*Aim*
Repeat word for word the stretch of the childhood memoir passage below that begins with the words "He is a near-victim" and ends with "that's another story.".

The power of this Revelation isn’t just about showing me that my deepest desires can actually come true, that Mom can be mine as I wish. No, this breathtaking fulfillment of my unspoken dreams infuses me with expectations of other miracles. Maybe I can escape my father too.

After discovering my personal connection to the magical side of the universe I begin to hope my father Adam will just go away.

Before Cairo, when I am about four, someone in New Mexico anonymously tries to shoot him through the sliding glass door leading to the backyard, leaving a bullet hole in a painting. The bullet misses his head, but just by inches. Magic. He might even be taken away. We never know who shoots at him. I have a vague memory of being told it has something to do with the C.I.A. but I don't think he is important enough for that. Not everything is a cloak and dagger story. Not everything is epic. I would love it if it is just that Adam is sleeping with someone else's wife and the guy gets drunk and comes after him, but that isn't the kind of life we live. Motives are never that clear.

He is a near-victim of a bullet in New Mexico several years before the universe drops the ownership of my mother into my lap. I vow the magic will work again. Once I am free of him I will work on my next secret wish - to become a fairy princess. But that's another story.

[Collection entries]
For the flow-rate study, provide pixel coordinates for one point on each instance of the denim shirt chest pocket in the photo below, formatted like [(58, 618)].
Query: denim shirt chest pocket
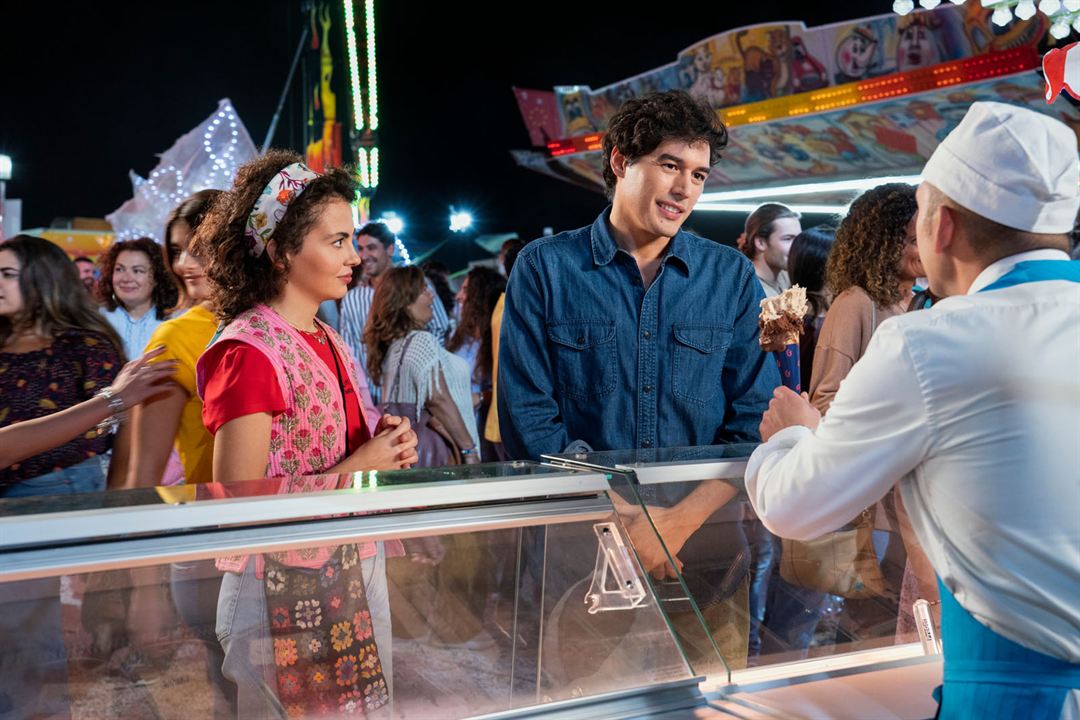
[(698, 362), (583, 353)]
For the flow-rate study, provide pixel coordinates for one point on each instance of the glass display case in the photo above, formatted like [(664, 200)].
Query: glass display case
[(606, 584), (500, 589), (780, 628)]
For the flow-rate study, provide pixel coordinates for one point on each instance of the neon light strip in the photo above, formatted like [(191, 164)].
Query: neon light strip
[(899, 84), (350, 38), (362, 167), (373, 80), (806, 189), (750, 207)]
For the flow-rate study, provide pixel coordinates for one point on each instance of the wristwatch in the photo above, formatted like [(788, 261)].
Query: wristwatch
[(111, 424)]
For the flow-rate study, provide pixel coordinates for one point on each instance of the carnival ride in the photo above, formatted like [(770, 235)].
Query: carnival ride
[(814, 114)]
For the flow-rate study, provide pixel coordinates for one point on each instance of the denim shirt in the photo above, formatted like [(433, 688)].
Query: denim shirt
[(588, 353)]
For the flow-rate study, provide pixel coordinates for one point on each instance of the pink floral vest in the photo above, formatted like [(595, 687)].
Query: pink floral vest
[(309, 436)]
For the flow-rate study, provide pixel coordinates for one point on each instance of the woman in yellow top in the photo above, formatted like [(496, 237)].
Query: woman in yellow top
[(175, 417)]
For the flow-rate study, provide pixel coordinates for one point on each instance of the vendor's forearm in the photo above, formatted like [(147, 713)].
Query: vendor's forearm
[(709, 497)]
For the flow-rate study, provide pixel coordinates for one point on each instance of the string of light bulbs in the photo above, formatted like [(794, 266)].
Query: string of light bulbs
[(1064, 14)]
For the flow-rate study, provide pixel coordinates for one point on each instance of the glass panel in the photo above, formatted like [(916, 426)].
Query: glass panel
[(446, 626), (847, 591), (699, 570), (142, 497), (763, 599)]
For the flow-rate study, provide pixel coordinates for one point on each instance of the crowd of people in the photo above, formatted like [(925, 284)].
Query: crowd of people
[(268, 337)]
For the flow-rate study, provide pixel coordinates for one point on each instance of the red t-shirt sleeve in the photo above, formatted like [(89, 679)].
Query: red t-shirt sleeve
[(240, 381)]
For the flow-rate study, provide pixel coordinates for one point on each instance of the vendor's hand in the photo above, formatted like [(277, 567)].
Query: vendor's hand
[(407, 440), (786, 409), (140, 379), (388, 421)]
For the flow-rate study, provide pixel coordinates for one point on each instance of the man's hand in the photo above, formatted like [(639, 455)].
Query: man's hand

*Response*
He is a near-victim of a bullet in New Mexico several years before the universe drops the ownership of my mother into my lap. I vow the magic will work again. Once I am free of him I will work on my next secret wish - to become a fairy princess. But that's another story.